→ SELECTED EXCERPT:
═══
How can I use concept mapping?

How does it align with the module learning outcomes? Does it assess  skills and knowledge that are key to the discipline?

It can align with learning outcomes which focus on foundational knowledge and understanding of core concepts. It can also be used to assess understanding of connections /relationships between ideas and applications of ideas.

Will it be formative or summative? If summative, how will I give opportunities for practice? When will it occur in the term/module?

If used as summative assessment, it can assess the learners’ understanding of a unit. You could ask students to create a concept map at the beginning of a module or unit as diagnostic assessment. At the end of the module, they create a new concept map of the same knowledge for comparison.  Providing some formative practice can easily be done at any point in the module online or in class.

If used as formative assessment, you can be more creative. You can have students create new concept maps at certain points throughout the module (or add to their existing one from the start of the module) to see how their knowledge is developing.

How will I mark it? Will I grade it? What criteria will I use? How will I give feedback?

You should decide on a focus (e.g. a question) for the concept map to scaffold students. For example, in War Studies, Defence Studies or International Relations, students can create a concept map of causes and impacts of a particular course of action in conflict situations.

Generic college criteria are unlikely to be useful so you can devise new criteria. Jennings (2014) provides an example rubric developed from Novak and Gowin (1984) page 13-14

Ruiz-Primo (2004) page 4 gives a more comprehensive but much more complex example of a framework for assessing concept maps.

Here is a simplified version:


Ensure grading does not stymy creative processes. Try to ensure you separate accuracy of concepts from the way students represent the ideas, because the latter is very subjective.

 What technology can students use to create concept maps?

You can use very low-tech concept maps with paper and post-it notes. Students can also draw them on the board if you are using it as an in-class activity.

However, technology has allowed the creation of concept maps to be much more sophisticated and their permanence aids their use as assessment tools, because you and the students have a record of their work.

CMAP  is free, easy to download and install on a home PC or mobile device (although you may require admin rights to do this on KCL computers). They allow for sharing so students can use peer evaluation or can submit to you. They provide training videos on how to use the software.

Other software that creates concept maps:

  • Prezi;
  • Xmind;
  • Google drawing.

How will I address potential challenges?
═══
→ INFORMATION PROVIDED:
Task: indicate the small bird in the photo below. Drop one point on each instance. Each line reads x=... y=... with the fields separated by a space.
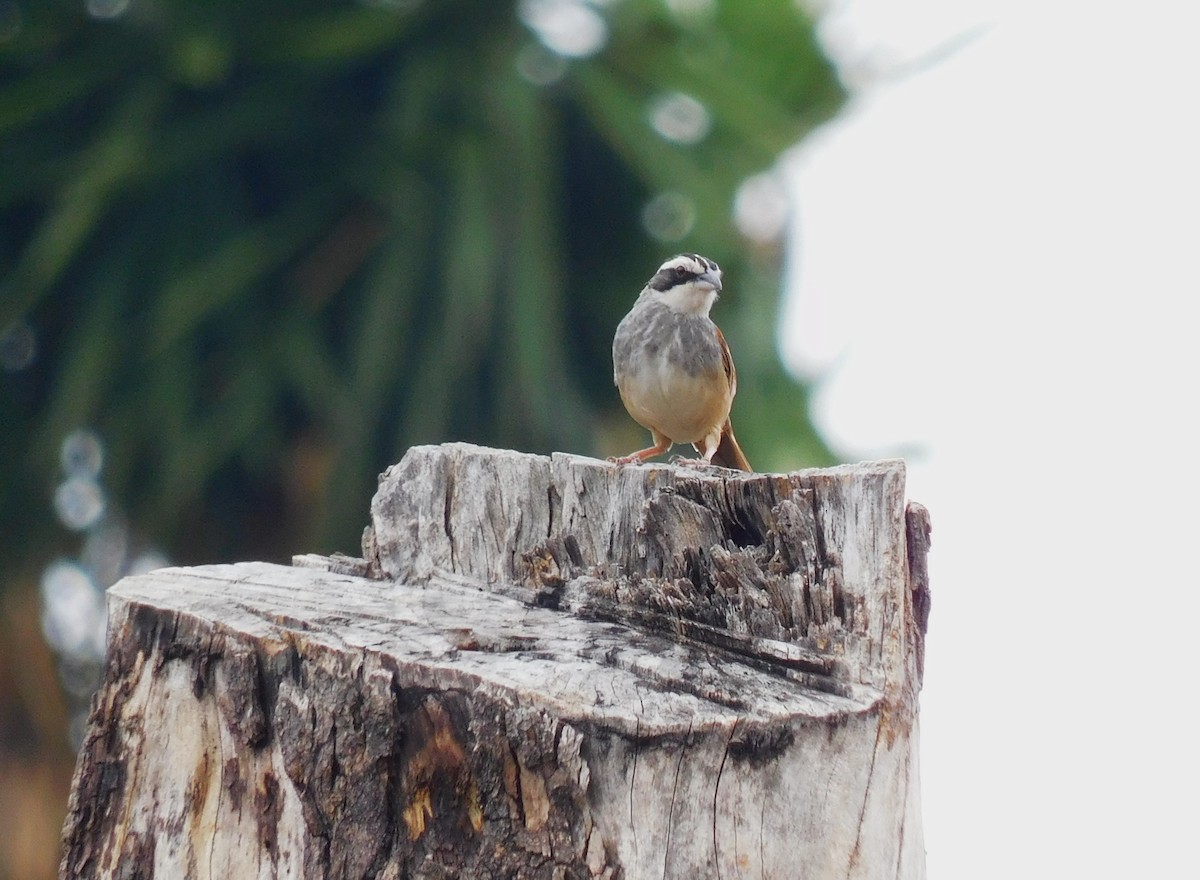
═══
→ EXERCISE DIRECTIONS:
Continue the guide on assessing with concept mapping, beginning directly after its final heading, "How will I address potential challenges?" The material has no connection to the text on concept mapping.

→ RESPONSE:
Do I need to make any modifications for accessibility/inclusivity? Can I build these into the design?

Consider screen reader software for visually impaired students. You can contact Disability Support for help and advice with this.

Concept mapping as an assessment tool can support or scaffold more diffident students or those on the autism spectrum. Because concept map represents an individual cognitive process, students work alone to create it and only share with their peers only when/if they are comfortable doing so. If you do use it as a collaborative tool, consider giving students some time to work individually before sharing ideas.

Do I need to make any modifications for large cohort sizes?

It may be more time-consuming to grade or give feedback on many individual maps. As stated above, software allows for students to share their maps with each other for peer feedback which you can also monitor online.

Collaborative concept maps can easily be done online using Cmap tools, and can be graded as a group, although considerations need to be taken into account for assessing team and group work (in this resource). Again, using concept maps as formative tools in class reduces logistical issues and can be a way for students to gain almost instant feedback in-class.

How can I introduce it to students?

As with all new assessment methods, ensure students are given a clear idea of what to do. There are many models to be found online with a simple Google search.

If you are assessing their creativity, it is much better to do this formatively, at least at first, as students are more likely to want to take risks in their representations.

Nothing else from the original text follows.